◆ STORED RECORDS
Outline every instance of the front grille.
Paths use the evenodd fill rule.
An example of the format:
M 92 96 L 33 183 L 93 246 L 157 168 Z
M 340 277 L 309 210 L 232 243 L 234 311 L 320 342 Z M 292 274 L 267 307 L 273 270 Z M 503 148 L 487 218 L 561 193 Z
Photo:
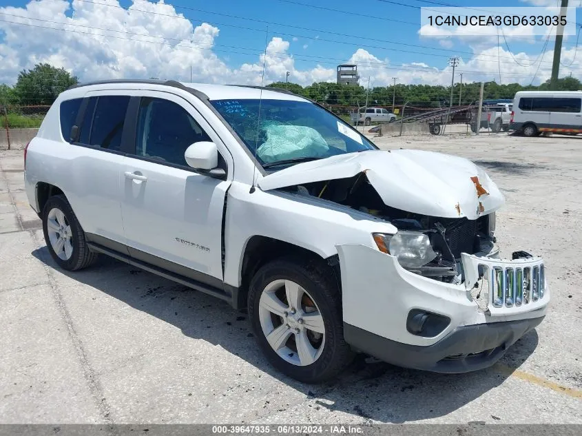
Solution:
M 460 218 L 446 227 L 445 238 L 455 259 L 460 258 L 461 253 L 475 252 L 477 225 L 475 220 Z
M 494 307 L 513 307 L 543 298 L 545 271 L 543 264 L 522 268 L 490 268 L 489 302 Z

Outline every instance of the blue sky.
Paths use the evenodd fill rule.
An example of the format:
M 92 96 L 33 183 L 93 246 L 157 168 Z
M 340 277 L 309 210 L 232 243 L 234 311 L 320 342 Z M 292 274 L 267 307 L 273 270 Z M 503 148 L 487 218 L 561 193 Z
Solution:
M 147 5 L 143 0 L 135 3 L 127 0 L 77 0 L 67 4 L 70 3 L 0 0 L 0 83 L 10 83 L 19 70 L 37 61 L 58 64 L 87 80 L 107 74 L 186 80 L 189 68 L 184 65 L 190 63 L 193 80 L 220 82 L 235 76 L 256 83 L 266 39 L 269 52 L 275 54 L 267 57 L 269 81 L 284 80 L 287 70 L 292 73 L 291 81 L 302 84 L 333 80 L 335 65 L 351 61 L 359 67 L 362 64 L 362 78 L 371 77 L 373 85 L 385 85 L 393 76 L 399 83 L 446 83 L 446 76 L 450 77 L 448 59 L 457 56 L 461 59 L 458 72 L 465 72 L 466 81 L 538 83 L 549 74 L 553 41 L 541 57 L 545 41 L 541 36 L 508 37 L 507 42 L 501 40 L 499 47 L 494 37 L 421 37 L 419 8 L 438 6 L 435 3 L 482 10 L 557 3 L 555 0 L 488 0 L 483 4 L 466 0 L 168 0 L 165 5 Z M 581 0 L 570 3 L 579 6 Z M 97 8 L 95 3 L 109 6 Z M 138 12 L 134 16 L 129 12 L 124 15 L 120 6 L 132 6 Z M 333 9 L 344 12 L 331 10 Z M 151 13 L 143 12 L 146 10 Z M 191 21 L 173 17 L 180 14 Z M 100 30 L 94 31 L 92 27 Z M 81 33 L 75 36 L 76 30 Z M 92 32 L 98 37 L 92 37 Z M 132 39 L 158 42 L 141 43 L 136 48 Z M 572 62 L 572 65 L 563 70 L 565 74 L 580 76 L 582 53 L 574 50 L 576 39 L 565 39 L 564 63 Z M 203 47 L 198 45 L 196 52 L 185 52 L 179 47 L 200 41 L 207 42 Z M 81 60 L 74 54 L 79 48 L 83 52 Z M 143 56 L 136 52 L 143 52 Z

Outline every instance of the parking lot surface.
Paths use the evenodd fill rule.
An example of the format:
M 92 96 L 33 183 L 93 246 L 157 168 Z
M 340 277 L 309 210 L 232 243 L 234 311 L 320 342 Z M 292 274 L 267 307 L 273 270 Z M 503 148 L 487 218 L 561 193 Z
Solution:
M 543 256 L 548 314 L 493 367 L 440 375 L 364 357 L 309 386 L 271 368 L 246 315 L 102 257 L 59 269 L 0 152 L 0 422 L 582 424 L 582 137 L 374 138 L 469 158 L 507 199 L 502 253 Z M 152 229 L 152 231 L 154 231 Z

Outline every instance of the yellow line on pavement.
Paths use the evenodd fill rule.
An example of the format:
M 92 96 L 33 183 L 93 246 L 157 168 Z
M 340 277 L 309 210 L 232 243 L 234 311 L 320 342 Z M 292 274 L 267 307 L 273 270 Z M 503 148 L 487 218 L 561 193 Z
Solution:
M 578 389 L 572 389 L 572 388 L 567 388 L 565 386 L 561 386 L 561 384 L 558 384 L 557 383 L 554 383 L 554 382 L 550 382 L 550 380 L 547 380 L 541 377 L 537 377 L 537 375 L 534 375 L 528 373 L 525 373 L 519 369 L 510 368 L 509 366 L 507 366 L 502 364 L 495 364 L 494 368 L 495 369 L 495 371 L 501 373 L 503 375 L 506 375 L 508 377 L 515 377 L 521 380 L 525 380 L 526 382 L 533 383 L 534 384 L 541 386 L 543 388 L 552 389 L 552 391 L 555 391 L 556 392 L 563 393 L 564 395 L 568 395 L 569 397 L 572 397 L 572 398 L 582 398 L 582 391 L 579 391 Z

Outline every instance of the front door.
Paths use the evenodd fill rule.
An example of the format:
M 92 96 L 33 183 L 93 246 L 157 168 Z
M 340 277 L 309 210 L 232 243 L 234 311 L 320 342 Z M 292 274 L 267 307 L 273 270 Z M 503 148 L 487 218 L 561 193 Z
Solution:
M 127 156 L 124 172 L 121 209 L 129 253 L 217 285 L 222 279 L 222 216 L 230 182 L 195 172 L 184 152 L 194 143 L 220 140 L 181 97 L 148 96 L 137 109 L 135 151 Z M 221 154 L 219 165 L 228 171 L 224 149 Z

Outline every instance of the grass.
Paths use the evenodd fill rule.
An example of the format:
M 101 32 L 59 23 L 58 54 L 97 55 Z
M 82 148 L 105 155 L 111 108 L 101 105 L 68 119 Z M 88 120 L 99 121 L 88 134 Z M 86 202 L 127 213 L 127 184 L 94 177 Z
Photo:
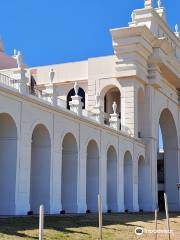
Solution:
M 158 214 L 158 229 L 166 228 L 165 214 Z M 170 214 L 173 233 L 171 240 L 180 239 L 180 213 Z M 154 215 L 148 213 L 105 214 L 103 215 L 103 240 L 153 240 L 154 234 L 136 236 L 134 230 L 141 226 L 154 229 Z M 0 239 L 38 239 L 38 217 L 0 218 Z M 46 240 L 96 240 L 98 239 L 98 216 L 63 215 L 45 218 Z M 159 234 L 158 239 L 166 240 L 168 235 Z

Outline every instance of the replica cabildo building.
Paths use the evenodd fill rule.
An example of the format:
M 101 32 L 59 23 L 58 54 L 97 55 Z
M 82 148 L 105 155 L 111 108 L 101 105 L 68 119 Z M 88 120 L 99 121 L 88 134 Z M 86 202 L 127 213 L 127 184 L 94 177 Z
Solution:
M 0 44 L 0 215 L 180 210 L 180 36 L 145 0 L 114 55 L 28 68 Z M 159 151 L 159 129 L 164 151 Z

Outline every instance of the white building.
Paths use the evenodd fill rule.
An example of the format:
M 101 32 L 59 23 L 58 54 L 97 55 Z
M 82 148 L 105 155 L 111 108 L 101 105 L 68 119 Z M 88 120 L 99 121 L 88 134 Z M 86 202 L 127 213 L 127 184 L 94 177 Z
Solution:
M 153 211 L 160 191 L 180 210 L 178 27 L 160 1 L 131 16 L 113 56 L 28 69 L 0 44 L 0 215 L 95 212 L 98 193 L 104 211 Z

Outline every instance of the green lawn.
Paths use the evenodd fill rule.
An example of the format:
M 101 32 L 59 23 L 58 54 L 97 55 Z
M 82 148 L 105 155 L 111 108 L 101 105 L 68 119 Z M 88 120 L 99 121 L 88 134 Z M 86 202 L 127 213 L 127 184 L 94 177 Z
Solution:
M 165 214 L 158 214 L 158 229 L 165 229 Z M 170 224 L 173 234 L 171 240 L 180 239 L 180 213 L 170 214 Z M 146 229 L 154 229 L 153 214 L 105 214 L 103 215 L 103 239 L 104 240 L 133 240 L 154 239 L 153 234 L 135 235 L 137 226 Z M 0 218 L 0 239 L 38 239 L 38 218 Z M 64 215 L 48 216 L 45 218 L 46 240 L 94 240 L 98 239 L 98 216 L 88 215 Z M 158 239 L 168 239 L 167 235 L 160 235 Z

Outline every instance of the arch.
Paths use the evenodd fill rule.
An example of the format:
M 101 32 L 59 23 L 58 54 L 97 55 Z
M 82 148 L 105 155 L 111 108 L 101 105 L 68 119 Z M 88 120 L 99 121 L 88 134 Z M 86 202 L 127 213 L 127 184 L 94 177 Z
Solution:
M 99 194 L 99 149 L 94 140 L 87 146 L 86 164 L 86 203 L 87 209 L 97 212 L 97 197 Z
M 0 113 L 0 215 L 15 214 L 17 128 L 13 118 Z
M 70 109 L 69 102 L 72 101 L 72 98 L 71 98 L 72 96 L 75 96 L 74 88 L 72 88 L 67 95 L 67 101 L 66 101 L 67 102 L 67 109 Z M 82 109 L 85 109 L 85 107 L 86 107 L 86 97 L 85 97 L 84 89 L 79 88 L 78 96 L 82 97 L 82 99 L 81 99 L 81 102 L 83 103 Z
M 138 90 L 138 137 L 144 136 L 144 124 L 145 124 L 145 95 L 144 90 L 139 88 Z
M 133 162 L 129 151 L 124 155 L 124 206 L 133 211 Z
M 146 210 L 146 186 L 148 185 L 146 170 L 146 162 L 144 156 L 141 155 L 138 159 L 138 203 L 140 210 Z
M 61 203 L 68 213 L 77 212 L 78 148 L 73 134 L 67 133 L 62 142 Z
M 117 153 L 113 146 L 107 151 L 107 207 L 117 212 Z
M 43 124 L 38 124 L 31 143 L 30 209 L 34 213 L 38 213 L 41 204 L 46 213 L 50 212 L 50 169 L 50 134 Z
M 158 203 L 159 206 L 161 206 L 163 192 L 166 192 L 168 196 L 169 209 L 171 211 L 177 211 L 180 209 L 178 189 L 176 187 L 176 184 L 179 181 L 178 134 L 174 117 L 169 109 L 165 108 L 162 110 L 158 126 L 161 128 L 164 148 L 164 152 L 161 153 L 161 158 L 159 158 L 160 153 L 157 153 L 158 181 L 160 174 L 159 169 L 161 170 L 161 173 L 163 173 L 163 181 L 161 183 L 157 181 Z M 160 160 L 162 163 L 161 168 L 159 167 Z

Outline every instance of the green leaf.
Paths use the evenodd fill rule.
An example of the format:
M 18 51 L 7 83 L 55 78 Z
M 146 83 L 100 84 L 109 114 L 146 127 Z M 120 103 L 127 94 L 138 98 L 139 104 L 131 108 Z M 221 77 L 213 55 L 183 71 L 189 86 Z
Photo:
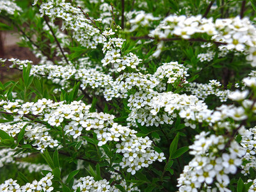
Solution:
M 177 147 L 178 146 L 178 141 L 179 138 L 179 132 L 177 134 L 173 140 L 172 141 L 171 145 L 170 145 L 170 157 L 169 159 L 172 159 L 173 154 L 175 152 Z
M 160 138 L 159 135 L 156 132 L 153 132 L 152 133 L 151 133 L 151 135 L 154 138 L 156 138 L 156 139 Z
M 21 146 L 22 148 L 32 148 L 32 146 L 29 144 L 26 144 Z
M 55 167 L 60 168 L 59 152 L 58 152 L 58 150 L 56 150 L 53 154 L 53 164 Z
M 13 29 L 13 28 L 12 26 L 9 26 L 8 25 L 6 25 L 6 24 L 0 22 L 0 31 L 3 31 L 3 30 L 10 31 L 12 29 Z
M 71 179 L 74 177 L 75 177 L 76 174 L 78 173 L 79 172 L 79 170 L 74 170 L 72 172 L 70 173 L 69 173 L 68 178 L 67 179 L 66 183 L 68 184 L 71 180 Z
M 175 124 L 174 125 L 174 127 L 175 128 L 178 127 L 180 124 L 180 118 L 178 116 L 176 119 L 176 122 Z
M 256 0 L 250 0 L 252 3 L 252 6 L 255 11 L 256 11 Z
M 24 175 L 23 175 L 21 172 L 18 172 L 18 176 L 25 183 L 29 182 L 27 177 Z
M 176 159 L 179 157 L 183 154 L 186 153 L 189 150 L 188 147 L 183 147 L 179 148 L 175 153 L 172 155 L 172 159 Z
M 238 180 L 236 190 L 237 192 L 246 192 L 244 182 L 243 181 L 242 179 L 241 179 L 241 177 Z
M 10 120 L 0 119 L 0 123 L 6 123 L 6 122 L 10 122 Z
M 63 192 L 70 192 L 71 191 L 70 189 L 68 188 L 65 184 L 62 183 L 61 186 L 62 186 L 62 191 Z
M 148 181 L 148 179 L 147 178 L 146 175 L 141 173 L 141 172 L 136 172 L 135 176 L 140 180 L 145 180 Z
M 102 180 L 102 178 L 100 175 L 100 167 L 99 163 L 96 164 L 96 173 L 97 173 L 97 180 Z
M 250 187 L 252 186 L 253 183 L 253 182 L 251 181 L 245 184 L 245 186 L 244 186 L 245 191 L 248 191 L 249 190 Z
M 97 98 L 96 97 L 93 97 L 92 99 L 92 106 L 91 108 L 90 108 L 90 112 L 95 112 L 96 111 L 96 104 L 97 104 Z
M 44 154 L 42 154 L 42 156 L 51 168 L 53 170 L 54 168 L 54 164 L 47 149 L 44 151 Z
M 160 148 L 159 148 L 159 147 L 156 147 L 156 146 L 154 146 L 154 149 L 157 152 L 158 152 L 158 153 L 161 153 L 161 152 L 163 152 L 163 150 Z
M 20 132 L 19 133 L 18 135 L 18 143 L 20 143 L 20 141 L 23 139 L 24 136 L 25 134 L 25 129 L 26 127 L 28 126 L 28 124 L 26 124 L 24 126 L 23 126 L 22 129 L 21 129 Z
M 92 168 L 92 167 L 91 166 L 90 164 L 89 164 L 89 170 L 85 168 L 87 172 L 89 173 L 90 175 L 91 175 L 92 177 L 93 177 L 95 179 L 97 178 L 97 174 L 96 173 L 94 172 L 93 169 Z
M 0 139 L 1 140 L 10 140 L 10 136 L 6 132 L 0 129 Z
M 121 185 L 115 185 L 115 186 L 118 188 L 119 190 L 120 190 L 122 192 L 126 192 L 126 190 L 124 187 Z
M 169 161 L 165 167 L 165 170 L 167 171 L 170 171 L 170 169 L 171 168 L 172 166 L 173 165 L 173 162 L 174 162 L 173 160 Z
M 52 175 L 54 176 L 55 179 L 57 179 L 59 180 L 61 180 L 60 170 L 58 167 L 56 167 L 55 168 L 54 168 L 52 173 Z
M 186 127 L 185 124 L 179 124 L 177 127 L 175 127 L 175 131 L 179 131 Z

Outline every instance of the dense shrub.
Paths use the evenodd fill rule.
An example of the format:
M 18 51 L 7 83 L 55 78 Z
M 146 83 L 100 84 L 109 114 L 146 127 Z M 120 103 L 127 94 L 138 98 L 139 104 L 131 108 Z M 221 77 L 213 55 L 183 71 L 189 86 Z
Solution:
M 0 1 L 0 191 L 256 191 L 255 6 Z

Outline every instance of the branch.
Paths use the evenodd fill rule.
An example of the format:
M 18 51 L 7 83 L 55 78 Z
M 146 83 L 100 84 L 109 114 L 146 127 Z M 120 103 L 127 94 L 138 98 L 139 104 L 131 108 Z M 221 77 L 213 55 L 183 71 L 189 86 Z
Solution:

◆ WHAT IS EXPECTED
Starting with the first of the rows and going on through the line with "M 494 307 L", write those lines again with "front grille" changed to "radiator grille" and nothing else altered. Leave the picture out of your answer.

◆ ANSWER TO THIS EXERCISE
Outline every instance of the radiator grille.
Paths use the evenodd fill rule.
An example of the format:
M 92 96 L 33 183 L 93 246 L 157 168 Z
M 340 277 L 309 210 L 232 243 L 234 311 L 320 342 Z M 292 274 L 267 307 L 273 270 Z M 503 148 L 487 218 L 561 193 Z
Photo:
Solution:
M 460 218 L 446 227 L 445 238 L 455 259 L 460 258 L 461 253 L 475 252 L 477 225 L 475 220 Z
M 494 307 L 513 307 L 543 298 L 545 271 L 543 264 L 522 268 L 490 268 L 489 302 Z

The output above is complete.